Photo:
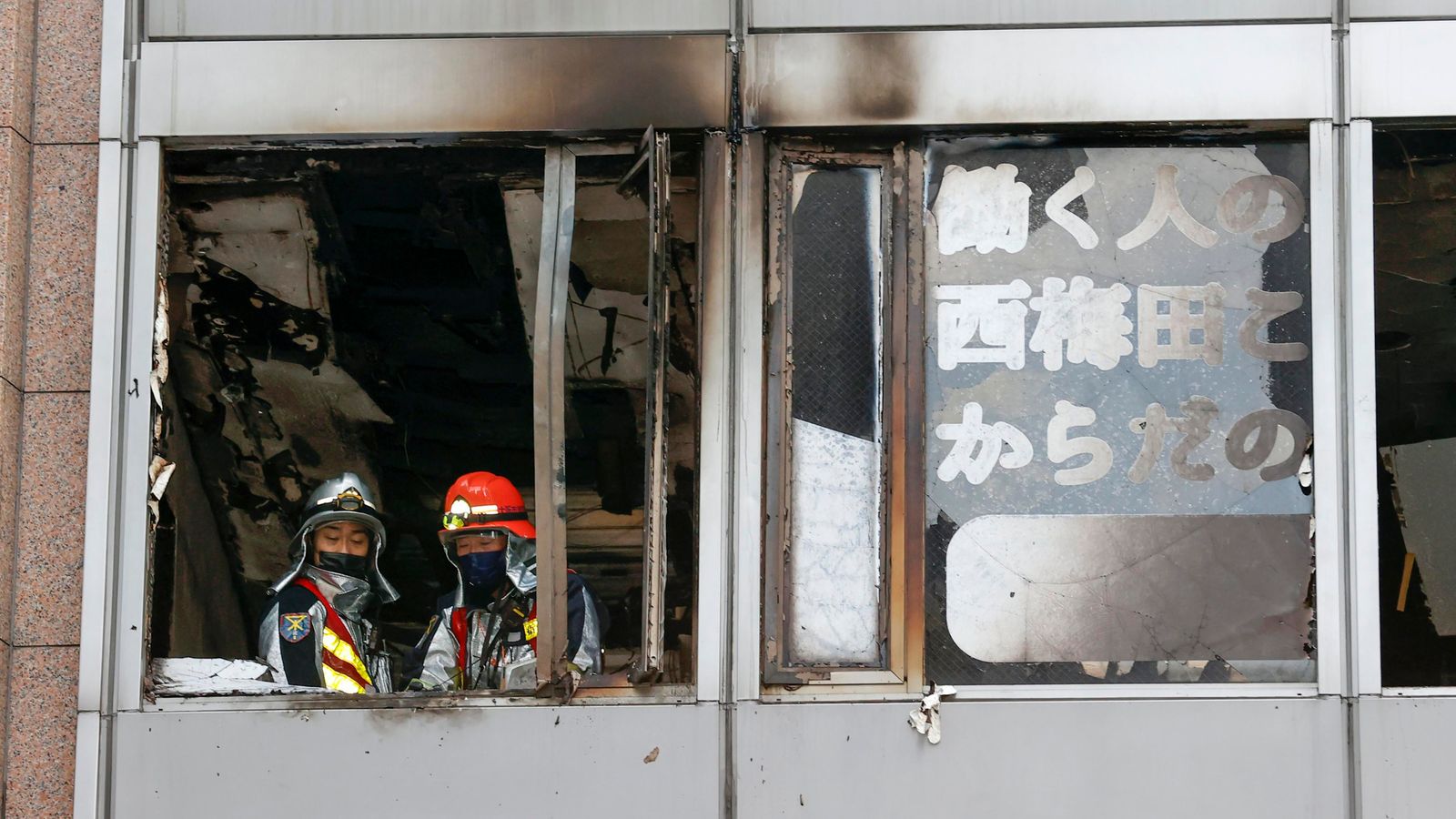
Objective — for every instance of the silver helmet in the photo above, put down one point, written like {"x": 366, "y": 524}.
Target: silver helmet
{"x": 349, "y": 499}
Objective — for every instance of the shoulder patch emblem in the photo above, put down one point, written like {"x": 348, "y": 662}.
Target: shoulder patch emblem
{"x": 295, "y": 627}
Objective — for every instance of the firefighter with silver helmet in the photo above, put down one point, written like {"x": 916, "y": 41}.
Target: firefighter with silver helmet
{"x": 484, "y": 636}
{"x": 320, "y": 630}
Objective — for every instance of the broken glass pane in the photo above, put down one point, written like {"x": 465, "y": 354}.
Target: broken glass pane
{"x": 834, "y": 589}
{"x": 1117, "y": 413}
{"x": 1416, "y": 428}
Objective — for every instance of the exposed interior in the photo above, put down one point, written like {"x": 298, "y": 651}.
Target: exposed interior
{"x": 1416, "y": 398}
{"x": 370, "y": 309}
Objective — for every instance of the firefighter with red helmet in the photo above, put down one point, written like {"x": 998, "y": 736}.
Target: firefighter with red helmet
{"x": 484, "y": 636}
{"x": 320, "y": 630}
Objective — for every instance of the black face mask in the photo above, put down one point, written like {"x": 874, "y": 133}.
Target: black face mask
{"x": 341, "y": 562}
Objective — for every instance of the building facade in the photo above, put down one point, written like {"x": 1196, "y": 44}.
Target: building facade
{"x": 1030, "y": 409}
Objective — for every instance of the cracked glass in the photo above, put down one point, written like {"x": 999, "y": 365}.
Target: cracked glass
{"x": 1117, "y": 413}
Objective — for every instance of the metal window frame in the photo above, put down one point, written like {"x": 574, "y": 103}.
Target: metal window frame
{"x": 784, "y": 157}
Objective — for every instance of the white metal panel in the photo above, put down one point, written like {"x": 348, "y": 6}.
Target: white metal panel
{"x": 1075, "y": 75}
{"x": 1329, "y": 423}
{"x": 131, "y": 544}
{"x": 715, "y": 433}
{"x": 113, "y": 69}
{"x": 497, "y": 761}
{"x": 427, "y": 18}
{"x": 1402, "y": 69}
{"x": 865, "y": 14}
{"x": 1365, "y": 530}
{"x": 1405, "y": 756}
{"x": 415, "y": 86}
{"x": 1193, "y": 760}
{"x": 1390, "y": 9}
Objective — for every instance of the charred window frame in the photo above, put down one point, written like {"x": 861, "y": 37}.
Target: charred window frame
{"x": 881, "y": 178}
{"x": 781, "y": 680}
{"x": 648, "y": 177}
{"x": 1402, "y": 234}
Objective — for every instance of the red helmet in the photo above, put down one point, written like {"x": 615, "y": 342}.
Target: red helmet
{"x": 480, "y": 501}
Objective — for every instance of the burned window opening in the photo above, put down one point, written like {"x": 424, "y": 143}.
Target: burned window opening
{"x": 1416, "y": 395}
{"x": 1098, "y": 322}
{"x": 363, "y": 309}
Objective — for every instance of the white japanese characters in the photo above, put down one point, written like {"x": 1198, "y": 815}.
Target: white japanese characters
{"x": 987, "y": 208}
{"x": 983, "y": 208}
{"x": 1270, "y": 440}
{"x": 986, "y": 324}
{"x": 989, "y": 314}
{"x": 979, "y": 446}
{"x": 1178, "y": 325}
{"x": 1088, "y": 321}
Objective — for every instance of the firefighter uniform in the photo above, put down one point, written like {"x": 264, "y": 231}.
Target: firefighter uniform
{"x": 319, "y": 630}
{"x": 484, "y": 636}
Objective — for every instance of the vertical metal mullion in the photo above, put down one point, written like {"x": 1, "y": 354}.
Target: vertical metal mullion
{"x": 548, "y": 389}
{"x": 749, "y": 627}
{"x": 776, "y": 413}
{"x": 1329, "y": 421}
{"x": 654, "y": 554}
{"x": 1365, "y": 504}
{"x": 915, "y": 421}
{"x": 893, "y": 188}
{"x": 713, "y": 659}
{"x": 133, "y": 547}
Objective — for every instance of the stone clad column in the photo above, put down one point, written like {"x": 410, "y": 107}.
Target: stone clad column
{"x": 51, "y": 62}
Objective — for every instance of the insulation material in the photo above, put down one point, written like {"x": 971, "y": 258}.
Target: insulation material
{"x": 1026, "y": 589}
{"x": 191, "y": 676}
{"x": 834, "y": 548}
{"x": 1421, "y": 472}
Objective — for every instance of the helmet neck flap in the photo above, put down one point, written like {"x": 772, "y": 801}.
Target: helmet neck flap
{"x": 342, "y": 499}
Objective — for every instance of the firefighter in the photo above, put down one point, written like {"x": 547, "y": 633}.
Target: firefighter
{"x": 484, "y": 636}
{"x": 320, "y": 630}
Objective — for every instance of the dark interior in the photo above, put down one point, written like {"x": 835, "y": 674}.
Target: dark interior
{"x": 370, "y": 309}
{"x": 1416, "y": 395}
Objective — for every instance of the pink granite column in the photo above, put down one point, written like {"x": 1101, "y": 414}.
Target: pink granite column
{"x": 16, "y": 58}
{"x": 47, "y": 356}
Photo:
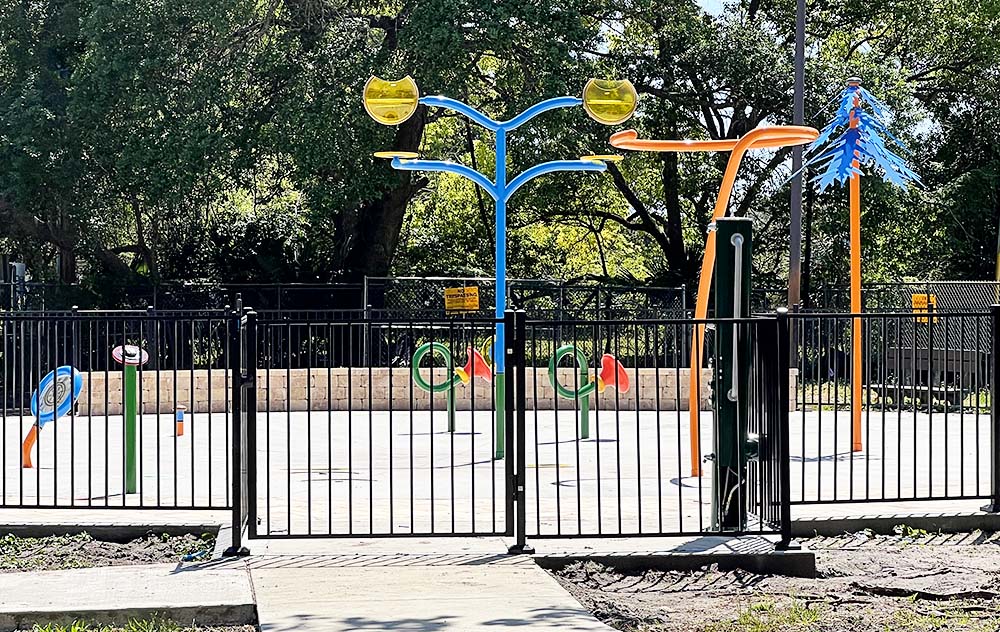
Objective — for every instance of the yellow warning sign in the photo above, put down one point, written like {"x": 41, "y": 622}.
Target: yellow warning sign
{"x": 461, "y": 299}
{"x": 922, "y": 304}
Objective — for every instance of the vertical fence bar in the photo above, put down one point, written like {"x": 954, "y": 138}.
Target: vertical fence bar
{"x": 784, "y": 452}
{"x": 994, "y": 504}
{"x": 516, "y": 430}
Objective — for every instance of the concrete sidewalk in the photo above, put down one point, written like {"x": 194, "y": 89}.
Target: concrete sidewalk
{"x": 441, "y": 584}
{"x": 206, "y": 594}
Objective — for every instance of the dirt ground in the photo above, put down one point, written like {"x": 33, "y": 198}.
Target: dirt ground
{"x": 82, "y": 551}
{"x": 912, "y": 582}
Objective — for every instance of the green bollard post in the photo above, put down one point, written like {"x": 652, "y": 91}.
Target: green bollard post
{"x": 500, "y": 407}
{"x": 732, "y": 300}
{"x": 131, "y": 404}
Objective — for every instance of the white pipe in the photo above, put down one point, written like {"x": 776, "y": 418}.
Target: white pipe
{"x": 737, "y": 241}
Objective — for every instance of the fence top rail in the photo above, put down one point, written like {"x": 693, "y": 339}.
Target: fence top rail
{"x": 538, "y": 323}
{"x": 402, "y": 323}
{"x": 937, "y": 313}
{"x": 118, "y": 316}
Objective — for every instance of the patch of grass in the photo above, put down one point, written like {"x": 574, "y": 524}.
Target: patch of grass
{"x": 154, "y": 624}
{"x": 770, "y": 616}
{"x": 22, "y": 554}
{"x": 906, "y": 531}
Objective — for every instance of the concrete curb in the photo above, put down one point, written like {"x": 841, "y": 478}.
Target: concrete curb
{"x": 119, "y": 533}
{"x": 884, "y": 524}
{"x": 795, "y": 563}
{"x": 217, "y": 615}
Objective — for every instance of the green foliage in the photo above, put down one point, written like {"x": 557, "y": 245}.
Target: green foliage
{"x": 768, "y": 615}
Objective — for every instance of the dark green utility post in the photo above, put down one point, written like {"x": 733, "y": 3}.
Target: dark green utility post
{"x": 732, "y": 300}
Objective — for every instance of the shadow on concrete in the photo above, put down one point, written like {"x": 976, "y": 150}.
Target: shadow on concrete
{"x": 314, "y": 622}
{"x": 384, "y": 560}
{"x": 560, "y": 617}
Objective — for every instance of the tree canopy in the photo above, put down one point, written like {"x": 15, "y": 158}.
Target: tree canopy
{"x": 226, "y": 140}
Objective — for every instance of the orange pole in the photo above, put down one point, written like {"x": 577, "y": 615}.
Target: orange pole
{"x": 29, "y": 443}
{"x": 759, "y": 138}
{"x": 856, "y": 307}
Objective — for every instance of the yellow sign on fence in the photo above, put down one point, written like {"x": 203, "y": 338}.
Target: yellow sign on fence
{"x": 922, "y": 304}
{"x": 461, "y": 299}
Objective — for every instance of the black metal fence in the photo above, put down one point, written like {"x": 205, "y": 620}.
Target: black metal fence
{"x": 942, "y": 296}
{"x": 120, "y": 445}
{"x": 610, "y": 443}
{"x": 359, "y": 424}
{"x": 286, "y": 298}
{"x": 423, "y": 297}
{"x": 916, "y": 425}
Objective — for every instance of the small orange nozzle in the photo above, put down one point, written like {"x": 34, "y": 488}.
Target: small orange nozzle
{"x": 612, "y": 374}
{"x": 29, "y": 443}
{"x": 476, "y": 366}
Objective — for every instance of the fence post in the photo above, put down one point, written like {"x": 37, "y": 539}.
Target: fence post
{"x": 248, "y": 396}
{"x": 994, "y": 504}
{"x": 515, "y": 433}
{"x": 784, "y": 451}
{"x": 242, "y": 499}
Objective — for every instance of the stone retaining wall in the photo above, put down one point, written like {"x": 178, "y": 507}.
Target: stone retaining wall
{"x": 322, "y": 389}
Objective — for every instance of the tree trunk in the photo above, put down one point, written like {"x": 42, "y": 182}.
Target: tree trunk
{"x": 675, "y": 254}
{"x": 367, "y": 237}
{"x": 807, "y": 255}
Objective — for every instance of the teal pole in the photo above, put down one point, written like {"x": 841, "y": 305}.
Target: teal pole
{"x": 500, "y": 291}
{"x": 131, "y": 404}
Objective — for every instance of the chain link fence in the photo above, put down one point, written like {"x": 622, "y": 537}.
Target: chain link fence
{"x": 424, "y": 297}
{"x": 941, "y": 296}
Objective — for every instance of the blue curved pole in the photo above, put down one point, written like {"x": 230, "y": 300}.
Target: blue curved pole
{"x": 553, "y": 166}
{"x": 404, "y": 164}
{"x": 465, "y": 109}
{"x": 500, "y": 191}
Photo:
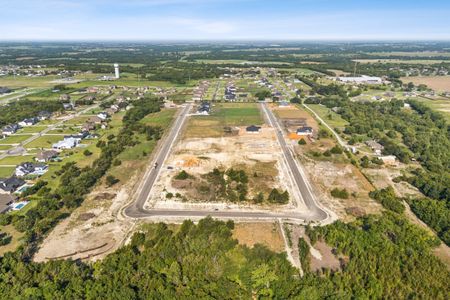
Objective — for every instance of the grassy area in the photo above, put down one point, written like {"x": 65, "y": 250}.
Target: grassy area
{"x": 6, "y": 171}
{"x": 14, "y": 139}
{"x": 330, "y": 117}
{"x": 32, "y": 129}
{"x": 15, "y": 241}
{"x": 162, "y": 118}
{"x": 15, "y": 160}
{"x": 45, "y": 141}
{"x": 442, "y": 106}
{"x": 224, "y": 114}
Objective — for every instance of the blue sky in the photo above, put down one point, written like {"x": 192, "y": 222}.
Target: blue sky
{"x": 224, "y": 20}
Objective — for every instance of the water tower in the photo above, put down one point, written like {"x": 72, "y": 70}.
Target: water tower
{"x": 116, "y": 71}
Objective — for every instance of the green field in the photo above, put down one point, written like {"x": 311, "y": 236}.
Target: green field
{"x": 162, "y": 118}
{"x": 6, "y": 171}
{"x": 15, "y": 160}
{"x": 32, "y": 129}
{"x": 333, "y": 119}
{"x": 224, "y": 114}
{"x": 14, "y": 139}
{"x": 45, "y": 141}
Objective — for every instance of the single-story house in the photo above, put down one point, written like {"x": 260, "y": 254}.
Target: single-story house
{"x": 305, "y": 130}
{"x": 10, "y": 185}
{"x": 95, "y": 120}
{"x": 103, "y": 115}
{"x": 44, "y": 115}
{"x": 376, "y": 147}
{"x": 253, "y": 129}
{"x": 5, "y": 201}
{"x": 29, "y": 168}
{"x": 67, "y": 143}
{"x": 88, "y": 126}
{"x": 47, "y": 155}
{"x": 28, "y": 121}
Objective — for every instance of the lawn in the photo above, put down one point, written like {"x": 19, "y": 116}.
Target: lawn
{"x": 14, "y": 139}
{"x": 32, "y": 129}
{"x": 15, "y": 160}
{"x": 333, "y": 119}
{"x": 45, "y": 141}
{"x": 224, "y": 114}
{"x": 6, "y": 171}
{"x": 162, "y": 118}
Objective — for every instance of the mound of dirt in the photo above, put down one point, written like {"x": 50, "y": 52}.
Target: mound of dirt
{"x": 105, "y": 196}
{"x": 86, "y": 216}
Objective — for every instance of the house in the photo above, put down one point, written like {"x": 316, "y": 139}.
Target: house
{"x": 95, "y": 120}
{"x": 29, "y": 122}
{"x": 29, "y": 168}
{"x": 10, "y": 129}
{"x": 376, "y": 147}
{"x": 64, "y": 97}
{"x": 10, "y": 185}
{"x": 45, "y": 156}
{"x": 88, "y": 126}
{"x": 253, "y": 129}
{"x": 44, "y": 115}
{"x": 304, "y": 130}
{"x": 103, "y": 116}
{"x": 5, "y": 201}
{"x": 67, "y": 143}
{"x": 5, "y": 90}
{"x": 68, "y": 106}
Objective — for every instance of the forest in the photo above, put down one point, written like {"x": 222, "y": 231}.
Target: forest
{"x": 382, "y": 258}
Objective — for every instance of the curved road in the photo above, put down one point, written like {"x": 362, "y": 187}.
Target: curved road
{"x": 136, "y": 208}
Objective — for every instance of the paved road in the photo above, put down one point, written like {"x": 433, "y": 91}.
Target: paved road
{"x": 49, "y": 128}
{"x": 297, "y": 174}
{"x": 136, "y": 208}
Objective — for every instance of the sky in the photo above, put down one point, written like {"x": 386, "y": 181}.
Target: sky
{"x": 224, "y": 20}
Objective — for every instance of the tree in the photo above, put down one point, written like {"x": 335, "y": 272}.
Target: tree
● ● ● ●
__Set task__
Your task is to output exactly the lines running from the one with "Objective — for every instance of the forest" through the final line of the material above, with both ends included.

__Result of this exercise__
Objective — for every instance of the forest in the photo above, put down one point, written like {"x": 222, "y": 231}.
Target: forest
{"x": 382, "y": 258}
Objective — for every instance of the curved road in the photo above, put down one point, written like {"x": 362, "y": 187}.
Target: curved road
{"x": 136, "y": 208}
Objective — for every instance of the paved road in the photo above, put down one point, written like {"x": 433, "y": 91}.
Target: paved road
{"x": 49, "y": 128}
{"x": 297, "y": 174}
{"x": 136, "y": 208}
Objective — for every instance of the sky in the photo above, put down one point, written like {"x": 386, "y": 181}.
Target: sky
{"x": 224, "y": 20}
Objective — for every instance of the tree in the photo above, put down one point, written like {"x": 335, "y": 272}.
Target: tree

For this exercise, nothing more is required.